Aim: Exactly repeat the line that contains "Where does a point fall on the truck door?", then every line after it up to and including the final line.
* Start Input records *
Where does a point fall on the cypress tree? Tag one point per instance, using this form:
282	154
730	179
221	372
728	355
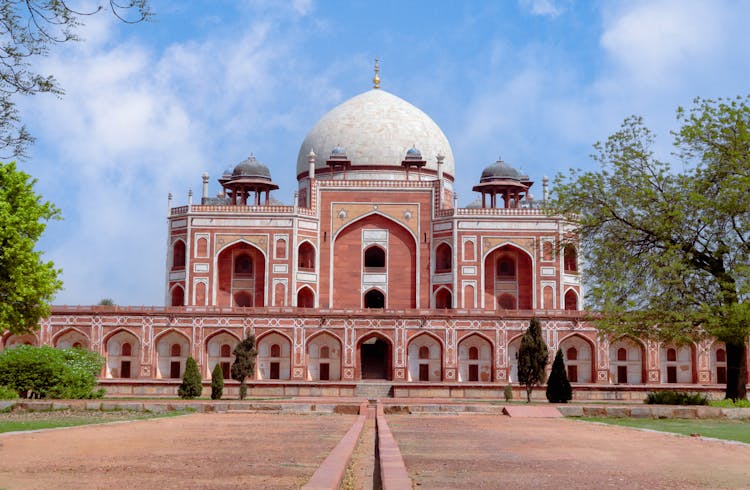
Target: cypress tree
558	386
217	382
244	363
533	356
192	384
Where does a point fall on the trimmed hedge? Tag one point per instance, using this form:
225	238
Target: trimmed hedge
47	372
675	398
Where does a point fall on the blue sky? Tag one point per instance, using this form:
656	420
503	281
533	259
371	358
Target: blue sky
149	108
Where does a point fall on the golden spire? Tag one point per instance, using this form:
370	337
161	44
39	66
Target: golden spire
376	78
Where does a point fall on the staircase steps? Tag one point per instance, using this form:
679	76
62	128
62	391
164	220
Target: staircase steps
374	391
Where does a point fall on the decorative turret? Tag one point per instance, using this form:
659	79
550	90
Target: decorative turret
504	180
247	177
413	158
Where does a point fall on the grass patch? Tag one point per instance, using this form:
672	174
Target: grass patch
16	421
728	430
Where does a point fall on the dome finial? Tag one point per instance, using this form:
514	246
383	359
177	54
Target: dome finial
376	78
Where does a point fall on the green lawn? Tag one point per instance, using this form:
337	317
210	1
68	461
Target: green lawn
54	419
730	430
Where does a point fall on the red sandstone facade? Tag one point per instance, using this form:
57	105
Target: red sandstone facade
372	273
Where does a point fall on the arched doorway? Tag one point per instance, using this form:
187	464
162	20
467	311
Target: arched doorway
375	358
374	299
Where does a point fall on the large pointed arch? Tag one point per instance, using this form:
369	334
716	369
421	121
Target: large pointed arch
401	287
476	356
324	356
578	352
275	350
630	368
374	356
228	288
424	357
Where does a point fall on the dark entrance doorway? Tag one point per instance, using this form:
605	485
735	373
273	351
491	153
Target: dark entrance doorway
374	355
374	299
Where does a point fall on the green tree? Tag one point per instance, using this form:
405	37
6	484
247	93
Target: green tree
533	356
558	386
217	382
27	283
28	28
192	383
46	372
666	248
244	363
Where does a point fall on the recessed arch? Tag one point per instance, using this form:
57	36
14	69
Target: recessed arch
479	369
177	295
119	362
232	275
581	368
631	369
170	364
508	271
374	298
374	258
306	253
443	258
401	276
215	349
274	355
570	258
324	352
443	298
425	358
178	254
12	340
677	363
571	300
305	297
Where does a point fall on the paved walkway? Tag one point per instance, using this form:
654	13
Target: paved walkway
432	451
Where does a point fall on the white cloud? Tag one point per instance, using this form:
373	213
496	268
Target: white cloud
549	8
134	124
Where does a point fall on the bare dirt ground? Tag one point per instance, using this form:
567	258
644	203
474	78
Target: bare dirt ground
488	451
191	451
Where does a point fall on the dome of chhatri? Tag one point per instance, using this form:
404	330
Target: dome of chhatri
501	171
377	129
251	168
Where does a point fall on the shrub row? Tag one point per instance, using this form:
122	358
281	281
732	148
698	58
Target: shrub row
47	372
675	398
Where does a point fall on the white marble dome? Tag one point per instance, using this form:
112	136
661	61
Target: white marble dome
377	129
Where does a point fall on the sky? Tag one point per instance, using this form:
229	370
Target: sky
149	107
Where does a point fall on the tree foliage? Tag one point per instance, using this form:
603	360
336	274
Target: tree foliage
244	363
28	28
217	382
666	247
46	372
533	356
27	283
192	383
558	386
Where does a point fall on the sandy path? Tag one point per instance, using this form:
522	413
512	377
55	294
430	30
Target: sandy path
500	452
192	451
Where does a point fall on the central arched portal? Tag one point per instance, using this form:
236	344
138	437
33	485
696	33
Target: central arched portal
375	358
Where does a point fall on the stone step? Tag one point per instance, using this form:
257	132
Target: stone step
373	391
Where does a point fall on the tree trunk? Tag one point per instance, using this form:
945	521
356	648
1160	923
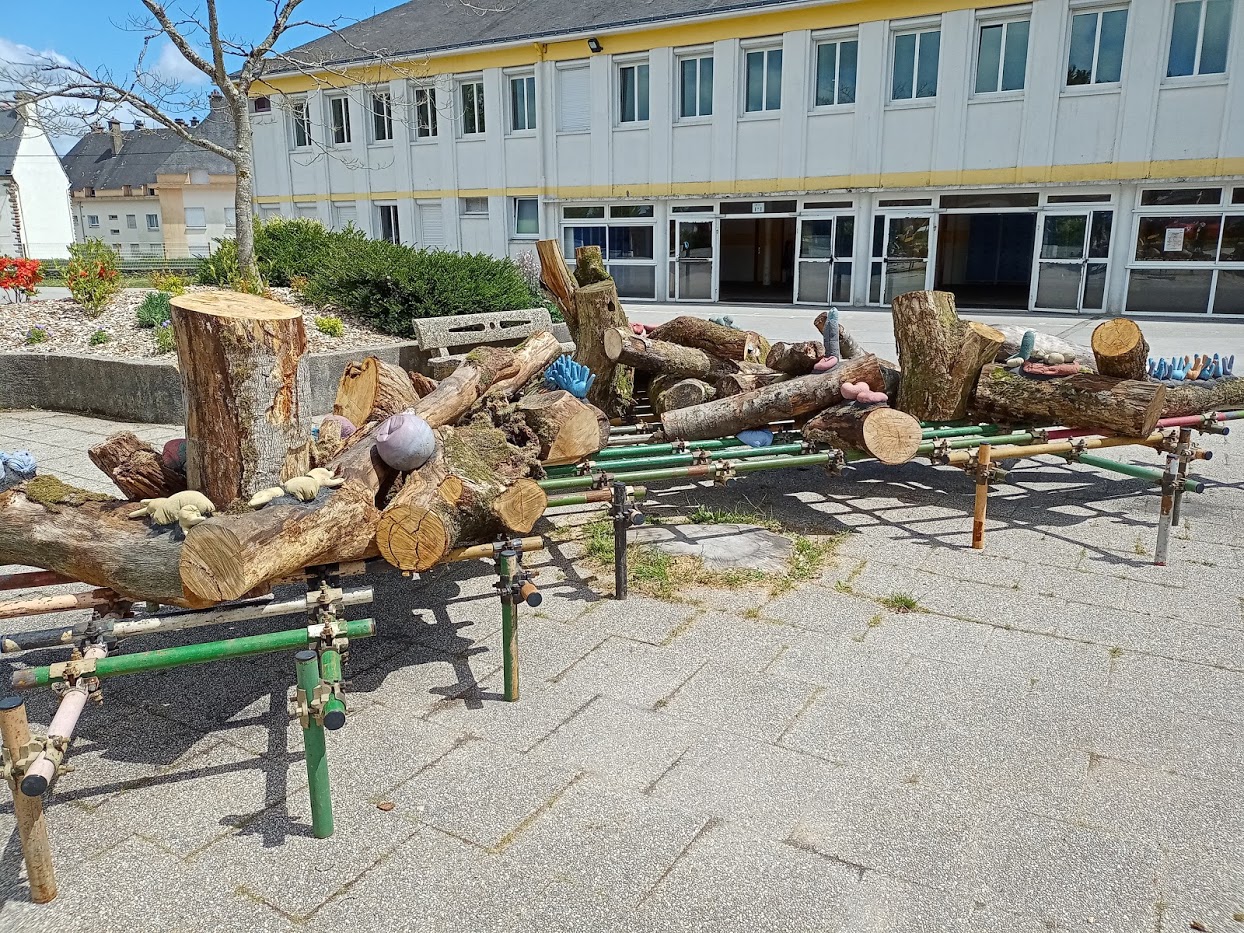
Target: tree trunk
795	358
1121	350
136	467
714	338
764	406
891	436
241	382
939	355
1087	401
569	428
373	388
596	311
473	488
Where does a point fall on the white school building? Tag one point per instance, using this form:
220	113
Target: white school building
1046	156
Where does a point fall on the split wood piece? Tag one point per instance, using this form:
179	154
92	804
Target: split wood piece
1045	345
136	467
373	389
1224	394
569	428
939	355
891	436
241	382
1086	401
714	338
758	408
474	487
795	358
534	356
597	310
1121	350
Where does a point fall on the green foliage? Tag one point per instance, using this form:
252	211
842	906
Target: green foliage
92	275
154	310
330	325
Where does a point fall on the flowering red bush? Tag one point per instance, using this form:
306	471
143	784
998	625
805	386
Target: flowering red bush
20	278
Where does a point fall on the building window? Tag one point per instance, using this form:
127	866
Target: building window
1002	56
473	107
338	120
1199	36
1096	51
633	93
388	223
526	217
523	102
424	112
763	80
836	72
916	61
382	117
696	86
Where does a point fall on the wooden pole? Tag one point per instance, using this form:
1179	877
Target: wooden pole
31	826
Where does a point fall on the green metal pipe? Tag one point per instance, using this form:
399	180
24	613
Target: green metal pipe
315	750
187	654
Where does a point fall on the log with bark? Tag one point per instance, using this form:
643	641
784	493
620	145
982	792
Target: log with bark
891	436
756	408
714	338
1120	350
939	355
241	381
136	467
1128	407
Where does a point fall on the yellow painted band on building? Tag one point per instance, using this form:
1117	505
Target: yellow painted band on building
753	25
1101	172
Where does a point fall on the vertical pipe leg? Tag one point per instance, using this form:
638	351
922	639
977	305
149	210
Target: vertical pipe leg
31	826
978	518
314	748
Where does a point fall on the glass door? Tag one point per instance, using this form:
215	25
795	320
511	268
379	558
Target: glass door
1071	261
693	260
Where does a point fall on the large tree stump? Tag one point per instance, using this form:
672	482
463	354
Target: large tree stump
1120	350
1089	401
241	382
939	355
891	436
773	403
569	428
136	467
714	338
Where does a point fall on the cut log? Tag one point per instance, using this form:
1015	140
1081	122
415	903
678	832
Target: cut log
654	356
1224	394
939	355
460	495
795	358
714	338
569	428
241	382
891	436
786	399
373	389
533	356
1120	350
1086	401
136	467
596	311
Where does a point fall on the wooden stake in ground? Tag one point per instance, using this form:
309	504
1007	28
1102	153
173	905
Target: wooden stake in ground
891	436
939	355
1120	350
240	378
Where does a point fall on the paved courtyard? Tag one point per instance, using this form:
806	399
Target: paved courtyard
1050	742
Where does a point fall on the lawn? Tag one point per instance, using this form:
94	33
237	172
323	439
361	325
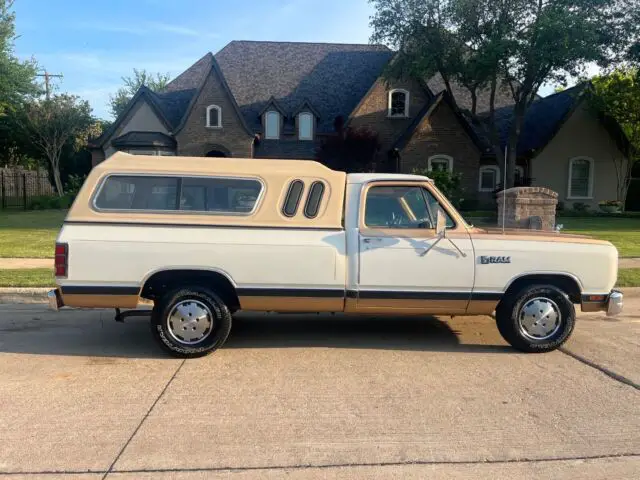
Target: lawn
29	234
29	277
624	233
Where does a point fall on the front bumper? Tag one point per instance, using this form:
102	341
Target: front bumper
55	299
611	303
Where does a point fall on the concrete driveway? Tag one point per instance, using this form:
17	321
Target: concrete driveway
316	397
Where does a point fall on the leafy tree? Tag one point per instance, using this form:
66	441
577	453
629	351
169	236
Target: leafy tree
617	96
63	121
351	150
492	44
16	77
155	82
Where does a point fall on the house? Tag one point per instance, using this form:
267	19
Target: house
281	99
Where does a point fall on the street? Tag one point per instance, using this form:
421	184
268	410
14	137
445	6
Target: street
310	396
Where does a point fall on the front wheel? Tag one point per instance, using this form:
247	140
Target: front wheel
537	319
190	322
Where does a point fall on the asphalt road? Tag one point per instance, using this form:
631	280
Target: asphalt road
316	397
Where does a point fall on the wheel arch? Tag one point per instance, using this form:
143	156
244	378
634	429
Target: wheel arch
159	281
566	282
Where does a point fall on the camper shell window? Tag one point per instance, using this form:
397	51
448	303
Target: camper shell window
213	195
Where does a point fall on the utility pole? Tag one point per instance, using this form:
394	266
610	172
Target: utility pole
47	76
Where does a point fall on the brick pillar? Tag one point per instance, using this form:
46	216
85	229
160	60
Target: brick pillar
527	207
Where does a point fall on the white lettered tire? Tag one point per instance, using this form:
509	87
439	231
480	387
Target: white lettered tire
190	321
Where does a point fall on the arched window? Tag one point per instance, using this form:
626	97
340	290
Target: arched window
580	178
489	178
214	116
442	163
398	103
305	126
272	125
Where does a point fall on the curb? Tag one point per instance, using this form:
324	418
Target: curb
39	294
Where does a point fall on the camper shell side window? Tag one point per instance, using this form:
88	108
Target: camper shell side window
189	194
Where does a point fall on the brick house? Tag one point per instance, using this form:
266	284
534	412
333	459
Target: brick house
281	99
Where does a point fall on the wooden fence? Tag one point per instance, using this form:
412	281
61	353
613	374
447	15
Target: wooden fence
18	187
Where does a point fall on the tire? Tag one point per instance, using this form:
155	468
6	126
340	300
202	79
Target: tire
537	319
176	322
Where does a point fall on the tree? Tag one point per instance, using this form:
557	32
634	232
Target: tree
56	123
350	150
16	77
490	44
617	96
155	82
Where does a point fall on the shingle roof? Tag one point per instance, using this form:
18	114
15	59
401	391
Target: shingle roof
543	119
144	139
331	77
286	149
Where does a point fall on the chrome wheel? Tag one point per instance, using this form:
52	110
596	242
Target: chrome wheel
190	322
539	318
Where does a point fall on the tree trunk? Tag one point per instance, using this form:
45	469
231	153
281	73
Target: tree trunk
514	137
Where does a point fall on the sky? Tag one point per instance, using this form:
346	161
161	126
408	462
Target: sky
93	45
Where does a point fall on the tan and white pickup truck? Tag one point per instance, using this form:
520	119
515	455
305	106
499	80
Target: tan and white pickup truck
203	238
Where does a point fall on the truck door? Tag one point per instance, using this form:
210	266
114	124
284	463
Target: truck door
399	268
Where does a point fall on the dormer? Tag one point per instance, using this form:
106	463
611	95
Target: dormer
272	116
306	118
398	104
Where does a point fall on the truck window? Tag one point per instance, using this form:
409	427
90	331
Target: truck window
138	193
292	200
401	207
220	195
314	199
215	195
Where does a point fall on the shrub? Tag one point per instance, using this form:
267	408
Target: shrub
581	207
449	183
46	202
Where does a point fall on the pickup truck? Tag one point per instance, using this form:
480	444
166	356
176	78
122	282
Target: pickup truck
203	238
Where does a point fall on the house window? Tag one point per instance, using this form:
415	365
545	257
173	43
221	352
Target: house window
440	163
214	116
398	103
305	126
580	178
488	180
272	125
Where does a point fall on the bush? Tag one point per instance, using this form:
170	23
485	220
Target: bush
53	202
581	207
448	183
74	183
* End Input records *
Exercise response:
Where does a point fall on the truck door? Tag one point per instance, using this form:
210	266
114	124
284	463
Target: truck door
399	268
Where does a point fall on the dormer? Tag one point per instance, using this form:
106	463
611	95
Target: dormer
272	116
306	118
398	104
Where does a point fall on the truck window? Tag one point per instance, using this form:
409	427
90	331
Target: truck window
138	193
292	200
401	207
220	195
314	199
215	195
Where does a point fall on the shrub? Tag one point per instance, using this form:
267	408
Target: shrub
581	207
449	183
46	202
Where does a point fall on the pickup truck? Tag one point per instance, using this form:
480	444
166	356
176	78
122	282
Target: pickup truck
203	238
Where does a point fall on the house window? Tag one point per instance, using this form:
415	365
545	257
173	43
221	352
Target: house window
440	163
214	116
398	103
305	126
580	178
488	180
272	125
Where does a point fall on the bush? Tag one point per instance, using this form:
170	23
485	220
Target: bush
53	202
581	207
448	183
74	183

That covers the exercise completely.